Clinical value of a screening tool for tumor predisposition syndromes in childhood cancer patients (TuPS): a prospective, observational, multi-center study.
Postema FAM., Hopman SMJ., de Borgie CAJM., Aalfs CM., Anninga JK., Berger LPV., Bleeker FE., Dommering CJ., van Eijkelenburg NKA., Hammond P., van den Heuvel-Eibrink MM., Hol JA., Kors WA., Letteboer TGW., Loeffen JLCM., Meijer L., Olderode-Berends MJW., Wagner A., Hennekam RC., Merks JHM.
Recognizing a tumor predisposition syndrome (TPS) in a child with cancer is of clinical relevance. Earlier we developed a screening tool to increase diagnostic accuracy and clinical efficiency of identifying TPSs in children with cancer. Here we report on the value of this tool in clinical practice. TuPS is a prospective, observational, multi-center study including children newly diagnosed with cancer from 2016 to 2019 in the Netherlands. Children in whom a TPS had been diagnosed before the cancer diagnosis were excluded. The screening tool consists of a checklist, 2D and 3D photographic series and digital assessment of these by a clinical geneticist. If a TPS was suspected, the patient was assessed positive and referred for routine genetic consultation. Primary aim was to assess the clinical value of this new screening tool. Of the 363 included patients, 57% (208/363) were assessed positive. In 15% of patients (32/208), the 2D photographic series with (n = 12) or without (n = 20) 3D photographs were decisive in the positive assessment. In 2% (4/208) of positive assessed patients, a TPS was diagnosed, and in an additional 2% (4/208) a germline variant of uncertain significance was found. Thirty-five negatively assessed patients were evaluated through routine genetic consultation as controls, in none a TPS was detected. Using the screening tool, 57% of the patients were assessed as suspected for having a TPS. No false negative results were identified in the negative control group in the clinical care setting. The observed prevalence of TPS was lower than expected, due to selection bias in the cohort.

**What you will do**:
Write out, word for word, the part of the abstract starting at "Postema FAM., Hopman" and ending at "RC., Merks JHM.". The data that come next are separate from the abstract and unrelated to it.

**Extracted information**:

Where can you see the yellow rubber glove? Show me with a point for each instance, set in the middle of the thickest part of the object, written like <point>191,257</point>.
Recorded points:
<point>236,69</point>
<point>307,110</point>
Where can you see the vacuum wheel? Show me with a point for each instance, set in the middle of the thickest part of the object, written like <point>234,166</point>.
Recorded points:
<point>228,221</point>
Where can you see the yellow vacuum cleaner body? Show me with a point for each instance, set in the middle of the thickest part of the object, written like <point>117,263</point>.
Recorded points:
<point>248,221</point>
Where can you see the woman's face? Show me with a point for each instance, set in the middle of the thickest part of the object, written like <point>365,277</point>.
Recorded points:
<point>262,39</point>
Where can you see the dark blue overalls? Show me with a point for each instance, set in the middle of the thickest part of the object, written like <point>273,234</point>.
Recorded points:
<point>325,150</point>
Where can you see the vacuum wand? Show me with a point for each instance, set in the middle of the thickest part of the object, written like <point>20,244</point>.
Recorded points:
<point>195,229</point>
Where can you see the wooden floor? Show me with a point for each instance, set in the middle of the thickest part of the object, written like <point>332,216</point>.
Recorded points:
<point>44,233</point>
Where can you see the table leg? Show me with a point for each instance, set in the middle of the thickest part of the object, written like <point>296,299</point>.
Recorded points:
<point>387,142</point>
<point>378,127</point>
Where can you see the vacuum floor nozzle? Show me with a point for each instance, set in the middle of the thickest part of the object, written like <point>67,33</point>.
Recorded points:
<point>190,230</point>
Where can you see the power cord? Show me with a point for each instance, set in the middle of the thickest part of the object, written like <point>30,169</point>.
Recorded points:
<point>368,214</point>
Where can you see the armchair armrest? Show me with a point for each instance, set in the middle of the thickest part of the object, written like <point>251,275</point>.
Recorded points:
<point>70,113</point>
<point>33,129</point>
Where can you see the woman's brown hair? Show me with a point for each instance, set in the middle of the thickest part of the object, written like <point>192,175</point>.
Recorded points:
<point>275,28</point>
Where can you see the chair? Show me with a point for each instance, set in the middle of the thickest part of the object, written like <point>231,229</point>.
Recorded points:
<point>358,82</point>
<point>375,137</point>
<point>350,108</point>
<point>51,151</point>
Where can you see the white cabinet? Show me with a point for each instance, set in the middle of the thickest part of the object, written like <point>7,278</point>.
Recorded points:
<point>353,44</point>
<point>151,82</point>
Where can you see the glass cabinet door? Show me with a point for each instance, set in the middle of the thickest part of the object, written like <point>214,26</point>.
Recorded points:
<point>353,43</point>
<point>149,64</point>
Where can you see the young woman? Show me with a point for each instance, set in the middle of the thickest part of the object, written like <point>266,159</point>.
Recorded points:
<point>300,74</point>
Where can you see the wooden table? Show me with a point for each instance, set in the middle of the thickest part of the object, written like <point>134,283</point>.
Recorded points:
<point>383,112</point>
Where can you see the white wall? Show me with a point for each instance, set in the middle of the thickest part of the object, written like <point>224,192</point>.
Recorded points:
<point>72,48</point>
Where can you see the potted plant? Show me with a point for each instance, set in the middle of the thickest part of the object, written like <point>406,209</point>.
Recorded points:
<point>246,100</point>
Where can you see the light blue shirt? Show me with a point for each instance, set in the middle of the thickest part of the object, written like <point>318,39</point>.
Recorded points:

**Written reply**:
Postema FAM., Hopman SMJ., de Borgie CAJM., Aalfs CM., Anninga JK., Berger LPV., Bleeker FE., Dommering CJ., van Eijkelenburg NKA., Hammond P., van den Heuvel-Eibrink MM., Hol JA., Kors WA., Letteboer TGW., Loeffen JLCM., Meijer L., Olderode-Berends MJW., Wagner A., Hennekam RC., Merks JHM.